§ **TASK 1**
Please report every line of the entries below that contains the word "dark". Case counts.

─── SOURCE ───

I believe that one of our roles as trainers is to stay current with all of the latest fitness research and trends. However, it can be tough trying to choose which trends will have staying power. New trends are constantly emerging, which is great because it gives trainers a chance to engage with our clients in a new way. Through our expertise, we can determine the right trends to help our clients safely and successfully reach their goals. Below are three fitness trends that I feel will be sticking around for a while…
Wearable Fitness Trackers
In this day and age, technology is at the forefront of most industries and fitness is no exception. In just a few short years, wearable fitness tracking devices (such as Fitbit, Garmin, Jawbone, etc.) have surged in popularity and for good reason. They are accessible and fun to use, easy to wear (the most popular styles being wristbands, watches or clip-on), plus they give you give real-time statistics to help keep track of otherwise hard-to-measure health data on a daily basis such as heart rate, steps taken, flights of stairs climbed, total distance covered, sleep, and more.
Some trainers will use this data during their client’s session, such as incorporating the heart rate into the workouts. Brands are getting more fashionable each year, with many colors, sizes and styles now offered. As technology improves, you can bet this category will continue to grow.
These devices aren’t just popular with individuals but also with companies. Depending on where your client works, they may have opportunities to participate in employee wellness programs, such as a company fitness challenge, that incorporates wearable devices. In other words, people are no longer simply monitoring fitness during the hour or so spent at the gym… but throughout their entire day.

───

§ **TASK 2**
Answer these questions from the text on fitness trends, one per line:
(a) Which brands of wearable fitness tracking devices does it give as examples?
(b) How do some trainers use tracker data during a client's session?
(c) What kind of company program may incorporate wearable devices?

─── RECORDS SHOWN ───

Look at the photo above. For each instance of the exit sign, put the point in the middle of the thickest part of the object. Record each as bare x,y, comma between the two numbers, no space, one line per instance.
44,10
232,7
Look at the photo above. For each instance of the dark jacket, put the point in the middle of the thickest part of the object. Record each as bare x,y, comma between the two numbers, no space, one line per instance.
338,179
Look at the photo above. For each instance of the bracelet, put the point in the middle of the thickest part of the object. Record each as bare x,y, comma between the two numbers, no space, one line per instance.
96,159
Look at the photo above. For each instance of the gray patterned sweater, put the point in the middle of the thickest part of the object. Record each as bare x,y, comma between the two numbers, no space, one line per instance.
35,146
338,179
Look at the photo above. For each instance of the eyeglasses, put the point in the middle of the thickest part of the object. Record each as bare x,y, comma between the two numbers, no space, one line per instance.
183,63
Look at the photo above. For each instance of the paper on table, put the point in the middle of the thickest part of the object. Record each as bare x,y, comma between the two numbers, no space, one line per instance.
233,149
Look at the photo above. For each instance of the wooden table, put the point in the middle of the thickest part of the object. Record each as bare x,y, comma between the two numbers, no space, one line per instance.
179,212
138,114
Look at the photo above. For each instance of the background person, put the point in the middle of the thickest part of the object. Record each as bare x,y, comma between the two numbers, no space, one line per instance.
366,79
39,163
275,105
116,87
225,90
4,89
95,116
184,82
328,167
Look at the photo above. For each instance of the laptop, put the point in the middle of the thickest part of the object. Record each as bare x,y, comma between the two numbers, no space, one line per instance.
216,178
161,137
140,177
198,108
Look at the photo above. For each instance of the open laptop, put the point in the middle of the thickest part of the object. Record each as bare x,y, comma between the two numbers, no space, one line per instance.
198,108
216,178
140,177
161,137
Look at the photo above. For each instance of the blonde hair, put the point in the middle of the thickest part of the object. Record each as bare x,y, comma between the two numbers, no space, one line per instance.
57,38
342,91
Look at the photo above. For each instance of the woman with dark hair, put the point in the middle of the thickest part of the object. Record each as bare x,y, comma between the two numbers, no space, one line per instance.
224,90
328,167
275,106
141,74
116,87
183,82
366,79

───

§ **WRITTEN SOLUTION 1**
Look at the photo above. For each instance of the dark jacket, put the point in the middle of the thickest part of the object. Record each as bare x,y, comma between the two numbers, no space, one line per instance.
Look at the photo above. For each instance of the woman with dark hair, put the point in the middle of the thickest part of the object. Record each as bare x,y, comma between the two numbers, no space, one line per instance.

§ **WRITTEN SOLUTION 2**
(a) Fitbit, Garmin and Jawbone
(b) They incorporate the heart rate into the workouts.
(c) Employee wellness programs, such as a company fitness challenge